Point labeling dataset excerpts

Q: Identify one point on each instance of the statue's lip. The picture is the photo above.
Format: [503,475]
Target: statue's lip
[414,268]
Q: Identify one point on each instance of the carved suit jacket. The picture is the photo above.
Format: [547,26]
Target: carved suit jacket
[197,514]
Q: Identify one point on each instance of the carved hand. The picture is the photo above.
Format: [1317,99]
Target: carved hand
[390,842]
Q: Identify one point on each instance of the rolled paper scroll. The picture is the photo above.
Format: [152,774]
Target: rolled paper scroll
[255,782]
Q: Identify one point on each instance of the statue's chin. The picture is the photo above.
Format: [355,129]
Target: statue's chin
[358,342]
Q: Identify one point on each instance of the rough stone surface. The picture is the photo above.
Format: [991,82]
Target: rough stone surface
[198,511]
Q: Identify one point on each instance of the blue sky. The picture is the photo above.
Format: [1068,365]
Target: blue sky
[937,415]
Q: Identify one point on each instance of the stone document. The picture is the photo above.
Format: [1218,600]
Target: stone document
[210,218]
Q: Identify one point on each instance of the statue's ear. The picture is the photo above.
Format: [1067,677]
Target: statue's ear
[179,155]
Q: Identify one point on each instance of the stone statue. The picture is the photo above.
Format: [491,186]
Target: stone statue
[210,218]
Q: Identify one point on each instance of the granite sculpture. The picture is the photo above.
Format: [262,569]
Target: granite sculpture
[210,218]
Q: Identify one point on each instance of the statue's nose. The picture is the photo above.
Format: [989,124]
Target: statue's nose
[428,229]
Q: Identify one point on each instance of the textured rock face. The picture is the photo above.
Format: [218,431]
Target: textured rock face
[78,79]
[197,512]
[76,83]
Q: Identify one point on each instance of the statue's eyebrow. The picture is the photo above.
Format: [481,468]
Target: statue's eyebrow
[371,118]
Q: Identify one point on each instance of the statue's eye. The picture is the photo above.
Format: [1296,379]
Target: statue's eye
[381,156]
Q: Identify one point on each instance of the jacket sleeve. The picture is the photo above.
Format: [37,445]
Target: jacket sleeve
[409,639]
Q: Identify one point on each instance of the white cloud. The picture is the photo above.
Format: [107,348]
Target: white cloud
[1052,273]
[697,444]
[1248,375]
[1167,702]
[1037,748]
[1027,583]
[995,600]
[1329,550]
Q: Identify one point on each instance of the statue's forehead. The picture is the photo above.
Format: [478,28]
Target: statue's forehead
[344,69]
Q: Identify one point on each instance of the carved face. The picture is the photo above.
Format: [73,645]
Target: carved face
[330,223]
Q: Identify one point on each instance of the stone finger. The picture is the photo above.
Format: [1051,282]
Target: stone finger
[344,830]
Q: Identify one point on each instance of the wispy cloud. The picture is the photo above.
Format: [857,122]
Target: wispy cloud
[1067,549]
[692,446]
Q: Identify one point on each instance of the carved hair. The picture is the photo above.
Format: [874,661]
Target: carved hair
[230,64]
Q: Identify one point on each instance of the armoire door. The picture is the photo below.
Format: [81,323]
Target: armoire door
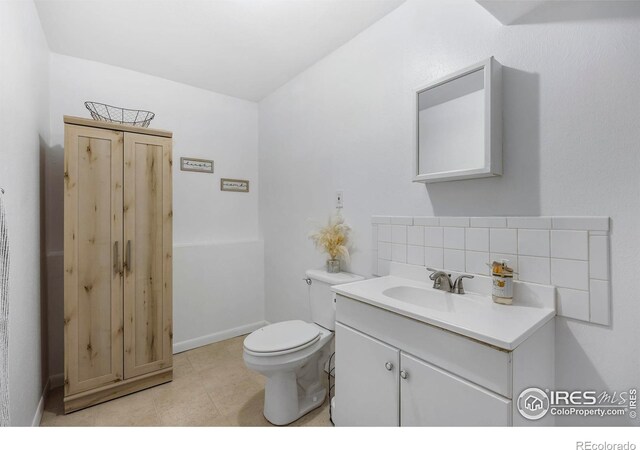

# WHAT IS EXPECTED:
Copy every item above word for word, but leave the pictures out of your answer.

# ANSWER TO THE EXERCISE:
Q: Identify one point on each instance of the statue's lip. The picture is the photo above.
Format: [503,475]
Target: statue's lip
[414,268]
Q: Identify one point on each instance of the carved suit jacket. The picture is the photo above.
Format: [547,26]
Target: carved suit jacket
[197,514]
Q: Identify one point on each instance of the carved hand. The picture is the photo above.
Format: [1317,99]
Target: carved hand
[390,842]
Q: Identify one point on each instance of the rolled paper scroll. The picture is the photo above.
Format: [152,774]
Target: rolled paper scroll
[255,782]
Q: Identify one point on each instance of the statue's chin. The picture is the photo above.
Format: [355,129]
Target: statue's chin
[358,342]
Q: Identify one point on each instance of the rough stone surface. The picture is the photo above.
Format: [991,82]
Target: rough stone surface
[198,511]
Q: Identify one point on each instance of the blue sky. The picture is the photo above.
Format: [1068,365]
Target: blue sky
[937,415]
Q: Identify one point on each instance of the stone document. The picture is the photo above.
Format: [1218,600]
Target: stone document
[210,218]
Q: Identify one point on each instance of the statue's ear. The picture is the photo above.
Format: [1067,677]
Target: statue's ear
[179,155]
Q: Identify one point on each instance of the stone statue. The picture is the photo above.
Format: [491,186]
Target: stone statue
[210,218]
Q: Identify one point on each instance of the granite sculpture. The picture is the photo above.
Format: [262,569]
Target: granite sculpture
[210,218]
Q: Identify one point on each instance of the statue's nose. The picture is the photo above.
Format: [989,124]
Target: statue's nose
[428,229]
Q: Identify one point on each instance of the textured rock face. The picture is the photo above.
Format: [218,431]
Target: textured rock face
[78,79]
[197,512]
[76,83]
Q: Identify one point on each instance of the statue's eyebrow. The picture is the photo above.
Format: [481,468]
Target: statue's eyebrow
[371,118]
Q: Identify one point on each instance of the statue's eye. The picture is the photo above.
Format: [1296,379]
Target: statue's eye
[381,156]
Q: Identify one point on each instance of the jacket sleeve. The picture is the photo above.
Format: [37,445]
Target: jacket sleeve
[409,639]
Q: Identify one point on each instance of the white cloud. The picture is the photo above.
Format: [107,348]
Target: white cloud
[1052,273]
[697,444]
[1248,375]
[1167,702]
[1037,748]
[1027,583]
[995,600]
[1329,550]
Q: Identify one point on each instance of the statue's forehead. The picture is the photo above.
Format: [478,28]
Target: statue's forehead
[344,69]
Q: Identify one point on each instance of the carved face. The picture is the photo above.
Format: [73,645]
Target: carved face
[330,223]
Q: Identify one point on each instance of the stone finger. The picture is the photo above.
Format: [1051,282]
Target: stone finger
[344,830]
Q: Identify one point on each instance of the wispy cloud. The picture is the photo above.
Format: [857,122]
Target: wispy cloud
[1067,549]
[692,446]
Q: Identify one point on each instance of the carved hair. The picture is the photo above.
Format: [874,661]
Target: carved hair
[230,64]
Q: Identify one point on each instance of the armoire door. The picture is the photo below.
Format: [81,323]
Target: armoire door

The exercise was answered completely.